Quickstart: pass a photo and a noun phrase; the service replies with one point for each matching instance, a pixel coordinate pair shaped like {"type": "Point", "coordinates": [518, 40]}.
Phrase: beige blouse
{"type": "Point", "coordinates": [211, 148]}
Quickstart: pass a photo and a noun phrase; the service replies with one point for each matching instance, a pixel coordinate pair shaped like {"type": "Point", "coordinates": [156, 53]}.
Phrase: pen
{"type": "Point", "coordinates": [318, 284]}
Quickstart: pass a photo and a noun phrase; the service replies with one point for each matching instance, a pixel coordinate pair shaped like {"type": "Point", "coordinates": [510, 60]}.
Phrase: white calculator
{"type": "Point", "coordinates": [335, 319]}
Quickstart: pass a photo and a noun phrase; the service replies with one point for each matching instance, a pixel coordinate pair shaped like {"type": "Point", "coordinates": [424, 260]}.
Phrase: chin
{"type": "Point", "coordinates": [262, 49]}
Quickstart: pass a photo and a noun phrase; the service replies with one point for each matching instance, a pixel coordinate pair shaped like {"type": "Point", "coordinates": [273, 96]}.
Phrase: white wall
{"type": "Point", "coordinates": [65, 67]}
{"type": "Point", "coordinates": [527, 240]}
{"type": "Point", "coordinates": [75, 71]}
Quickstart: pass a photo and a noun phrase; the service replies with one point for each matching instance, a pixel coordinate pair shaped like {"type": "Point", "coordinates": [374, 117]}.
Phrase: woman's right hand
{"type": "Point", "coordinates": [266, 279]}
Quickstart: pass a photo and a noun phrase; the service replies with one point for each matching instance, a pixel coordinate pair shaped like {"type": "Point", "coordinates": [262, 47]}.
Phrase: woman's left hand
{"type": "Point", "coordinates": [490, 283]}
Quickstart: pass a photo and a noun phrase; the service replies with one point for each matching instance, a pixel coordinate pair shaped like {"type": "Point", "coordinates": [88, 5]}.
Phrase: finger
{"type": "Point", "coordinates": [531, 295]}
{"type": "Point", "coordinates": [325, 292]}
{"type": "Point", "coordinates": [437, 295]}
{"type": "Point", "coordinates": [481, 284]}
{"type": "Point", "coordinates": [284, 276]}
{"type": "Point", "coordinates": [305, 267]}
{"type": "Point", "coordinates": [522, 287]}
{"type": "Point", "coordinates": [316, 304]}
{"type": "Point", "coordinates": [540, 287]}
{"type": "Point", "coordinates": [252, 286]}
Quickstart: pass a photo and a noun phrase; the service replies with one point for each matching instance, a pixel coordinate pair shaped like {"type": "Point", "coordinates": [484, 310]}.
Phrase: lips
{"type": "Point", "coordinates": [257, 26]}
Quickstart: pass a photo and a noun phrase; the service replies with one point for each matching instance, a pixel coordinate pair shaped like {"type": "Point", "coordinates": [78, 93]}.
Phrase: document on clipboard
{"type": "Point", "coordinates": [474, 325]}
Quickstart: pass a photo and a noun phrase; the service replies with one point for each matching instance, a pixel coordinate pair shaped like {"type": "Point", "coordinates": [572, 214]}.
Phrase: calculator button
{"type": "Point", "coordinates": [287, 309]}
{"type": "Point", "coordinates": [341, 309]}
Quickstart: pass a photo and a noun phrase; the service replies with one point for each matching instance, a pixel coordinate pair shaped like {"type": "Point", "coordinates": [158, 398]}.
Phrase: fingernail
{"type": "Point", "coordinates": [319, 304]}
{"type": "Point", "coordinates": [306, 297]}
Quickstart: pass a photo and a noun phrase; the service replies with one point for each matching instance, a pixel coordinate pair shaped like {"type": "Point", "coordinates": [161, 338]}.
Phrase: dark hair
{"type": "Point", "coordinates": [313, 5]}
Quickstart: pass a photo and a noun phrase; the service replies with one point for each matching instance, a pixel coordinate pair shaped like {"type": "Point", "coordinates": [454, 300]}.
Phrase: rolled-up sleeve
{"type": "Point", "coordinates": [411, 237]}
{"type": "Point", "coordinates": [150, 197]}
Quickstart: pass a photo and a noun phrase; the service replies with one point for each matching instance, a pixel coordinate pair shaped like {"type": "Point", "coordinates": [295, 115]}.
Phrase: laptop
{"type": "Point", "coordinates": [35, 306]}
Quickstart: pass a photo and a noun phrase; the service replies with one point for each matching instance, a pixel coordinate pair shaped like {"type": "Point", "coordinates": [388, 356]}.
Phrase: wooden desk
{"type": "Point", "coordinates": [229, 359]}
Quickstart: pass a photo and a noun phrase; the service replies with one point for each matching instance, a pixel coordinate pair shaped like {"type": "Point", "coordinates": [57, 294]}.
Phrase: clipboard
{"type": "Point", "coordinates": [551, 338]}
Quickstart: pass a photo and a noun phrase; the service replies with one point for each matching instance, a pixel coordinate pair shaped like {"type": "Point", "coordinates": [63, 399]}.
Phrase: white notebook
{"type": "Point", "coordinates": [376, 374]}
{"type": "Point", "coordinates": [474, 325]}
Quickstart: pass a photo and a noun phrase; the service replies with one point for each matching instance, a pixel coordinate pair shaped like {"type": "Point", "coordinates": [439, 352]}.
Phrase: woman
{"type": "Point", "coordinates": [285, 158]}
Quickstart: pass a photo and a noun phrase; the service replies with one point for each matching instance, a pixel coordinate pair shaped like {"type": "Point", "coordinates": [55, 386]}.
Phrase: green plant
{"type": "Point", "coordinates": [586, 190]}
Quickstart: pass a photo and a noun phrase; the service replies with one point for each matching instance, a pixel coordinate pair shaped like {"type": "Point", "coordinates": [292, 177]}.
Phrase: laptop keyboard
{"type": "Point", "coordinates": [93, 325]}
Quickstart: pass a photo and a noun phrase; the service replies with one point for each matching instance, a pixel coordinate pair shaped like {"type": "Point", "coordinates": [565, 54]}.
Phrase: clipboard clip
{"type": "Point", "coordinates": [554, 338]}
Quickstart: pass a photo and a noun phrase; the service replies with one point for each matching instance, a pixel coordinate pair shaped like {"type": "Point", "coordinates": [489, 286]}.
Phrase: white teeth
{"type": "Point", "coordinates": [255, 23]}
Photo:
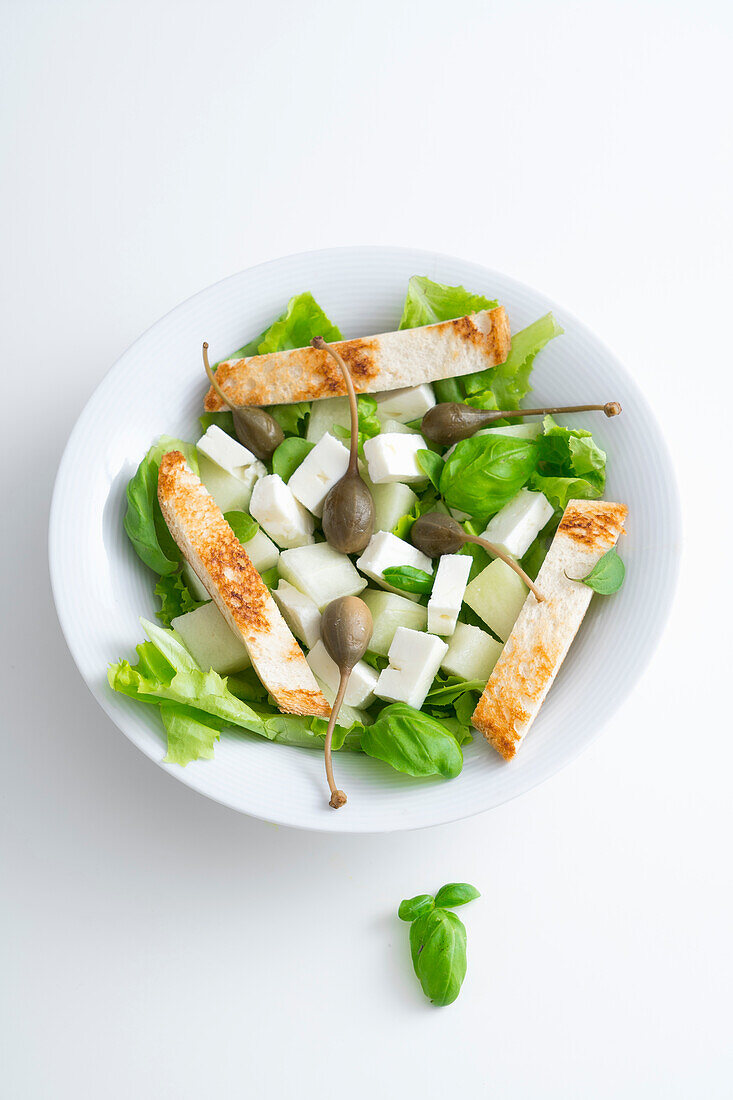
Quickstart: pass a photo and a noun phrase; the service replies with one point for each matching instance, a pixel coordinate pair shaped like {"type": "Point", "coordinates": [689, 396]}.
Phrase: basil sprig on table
{"type": "Point", "coordinates": [437, 939]}
{"type": "Point", "coordinates": [606, 575]}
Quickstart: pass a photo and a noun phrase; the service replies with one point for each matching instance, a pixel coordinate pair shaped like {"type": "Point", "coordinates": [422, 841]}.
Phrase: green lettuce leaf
{"type": "Point", "coordinates": [302, 320]}
{"type": "Point", "coordinates": [484, 472]}
{"type": "Point", "coordinates": [428, 303]}
{"type": "Point", "coordinates": [143, 519]}
{"type": "Point", "coordinates": [288, 457]}
{"type": "Point", "coordinates": [510, 381]}
{"type": "Point", "coordinates": [175, 597]}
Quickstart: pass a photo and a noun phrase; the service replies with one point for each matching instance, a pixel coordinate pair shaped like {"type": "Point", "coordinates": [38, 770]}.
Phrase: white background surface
{"type": "Point", "coordinates": [155, 945]}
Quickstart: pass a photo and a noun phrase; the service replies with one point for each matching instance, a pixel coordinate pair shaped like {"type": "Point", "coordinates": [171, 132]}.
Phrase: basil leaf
{"type": "Point", "coordinates": [484, 472]}
{"type": "Point", "coordinates": [412, 908]}
{"type": "Point", "coordinates": [430, 464]}
{"type": "Point", "coordinates": [408, 579]}
{"type": "Point", "coordinates": [288, 457]}
{"type": "Point", "coordinates": [438, 949]}
{"type": "Point", "coordinates": [413, 743]}
{"type": "Point", "coordinates": [606, 575]}
{"type": "Point", "coordinates": [242, 525]}
{"type": "Point", "coordinates": [175, 597]}
{"type": "Point", "coordinates": [456, 893]}
{"type": "Point", "coordinates": [143, 519]}
{"type": "Point", "coordinates": [428, 303]}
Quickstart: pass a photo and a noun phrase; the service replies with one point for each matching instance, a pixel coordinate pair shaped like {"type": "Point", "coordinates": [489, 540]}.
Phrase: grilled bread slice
{"type": "Point", "coordinates": [222, 565]}
{"type": "Point", "coordinates": [543, 633]}
{"type": "Point", "coordinates": [391, 361]}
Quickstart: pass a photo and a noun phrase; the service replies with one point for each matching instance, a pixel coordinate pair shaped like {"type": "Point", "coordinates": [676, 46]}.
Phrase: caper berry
{"type": "Point", "coordinates": [348, 516]}
{"type": "Point", "coordinates": [258, 430]}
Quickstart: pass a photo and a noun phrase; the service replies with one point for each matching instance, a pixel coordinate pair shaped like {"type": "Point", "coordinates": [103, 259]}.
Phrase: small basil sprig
{"type": "Point", "coordinates": [408, 579]}
{"type": "Point", "coordinates": [605, 576]}
{"type": "Point", "coordinates": [437, 939]}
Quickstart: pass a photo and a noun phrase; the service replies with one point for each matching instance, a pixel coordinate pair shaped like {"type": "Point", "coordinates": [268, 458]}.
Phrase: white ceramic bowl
{"type": "Point", "coordinates": [101, 589]}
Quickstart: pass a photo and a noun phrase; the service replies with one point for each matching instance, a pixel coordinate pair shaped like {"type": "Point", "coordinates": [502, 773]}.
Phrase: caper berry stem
{"type": "Point", "coordinates": [353, 452]}
{"type": "Point", "coordinates": [338, 798]}
{"type": "Point", "coordinates": [212, 377]}
{"type": "Point", "coordinates": [611, 408]}
{"type": "Point", "coordinates": [496, 552]}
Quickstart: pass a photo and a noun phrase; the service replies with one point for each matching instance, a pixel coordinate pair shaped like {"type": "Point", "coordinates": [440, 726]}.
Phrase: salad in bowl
{"type": "Point", "coordinates": [371, 547]}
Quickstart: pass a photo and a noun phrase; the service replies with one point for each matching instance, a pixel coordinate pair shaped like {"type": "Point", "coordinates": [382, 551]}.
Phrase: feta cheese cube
{"type": "Point", "coordinates": [471, 653]}
{"type": "Point", "coordinates": [391, 611]}
{"type": "Point", "coordinates": [262, 551]}
{"type": "Point", "coordinates": [496, 595]}
{"type": "Point", "coordinates": [404, 405]}
{"type": "Point", "coordinates": [393, 457]}
{"type": "Point", "coordinates": [414, 660]}
{"type": "Point", "coordinates": [325, 414]}
{"type": "Point", "coordinates": [516, 526]}
{"type": "Point", "coordinates": [226, 452]}
{"type": "Point", "coordinates": [229, 493]}
{"type": "Point", "coordinates": [392, 502]}
{"type": "Point", "coordinates": [447, 596]}
{"type": "Point", "coordinates": [298, 612]}
{"type": "Point", "coordinates": [284, 518]}
{"type": "Point", "coordinates": [385, 550]}
{"type": "Point", "coordinates": [210, 640]}
{"type": "Point", "coordinates": [395, 426]}
{"type": "Point", "coordinates": [320, 572]}
{"type": "Point", "coordinates": [318, 472]}
{"type": "Point", "coordinates": [362, 680]}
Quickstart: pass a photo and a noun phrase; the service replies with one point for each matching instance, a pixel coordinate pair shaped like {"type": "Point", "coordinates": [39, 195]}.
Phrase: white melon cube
{"type": "Point", "coordinates": [325, 415]}
{"type": "Point", "coordinates": [348, 714]}
{"type": "Point", "coordinates": [229, 493]}
{"type": "Point", "coordinates": [496, 595]}
{"type": "Point", "coordinates": [298, 612]}
{"type": "Point", "coordinates": [385, 550]}
{"type": "Point", "coordinates": [226, 452]}
{"type": "Point", "coordinates": [471, 653]}
{"type": "Point", "coordinates": [195, 586]}
{"type": "Point", "coordinates": [390, 612]}
{"type": "Point", "coordinates": [210, 640]}
{"type": "Point", "coordinates": [320, 572]}
{"type": "Point", "coordinates": [393, 457]}
{"type": "Point", "coordinates": [447, 596]}
{"type": "Point", "coordinates": [262, 551]}
{"type": "Point", "coordinates": [516, 526]}
{"type": "Point", "coordinates": [414, 660]}
{"type": "Point", "coordinates": [318, 472]}
{"type": "Point", "coordinates": [362, 680]}
{"type": "Point", "coordinates": [284, 518]}
{"type": "Point", "coordinates": [392, 502]}
{"type": "Point", "coordinates": [408, 404]}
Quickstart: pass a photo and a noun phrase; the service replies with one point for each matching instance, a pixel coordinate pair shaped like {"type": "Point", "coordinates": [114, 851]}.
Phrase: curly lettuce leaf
{"type": "Point", "coordinates": [510, 382]}
{"type": "Point", "coordinates": [302, 320]}
{"type": "Point", "coordinates": [143, 519]}
{"type": "Point", "coordinates": [175, 597]}
{"type": "Point", "coordinates": [428, 303]}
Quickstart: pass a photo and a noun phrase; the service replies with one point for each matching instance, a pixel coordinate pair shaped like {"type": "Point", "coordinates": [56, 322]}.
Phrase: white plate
{"type": "Point", "coordinates": [101, 589]}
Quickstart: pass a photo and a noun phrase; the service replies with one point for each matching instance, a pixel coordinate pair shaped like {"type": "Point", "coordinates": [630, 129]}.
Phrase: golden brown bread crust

--------------------------------

Extract every line of the items above that contains the string "caper".

Phrase: caper berry
Phrase: caper berry stem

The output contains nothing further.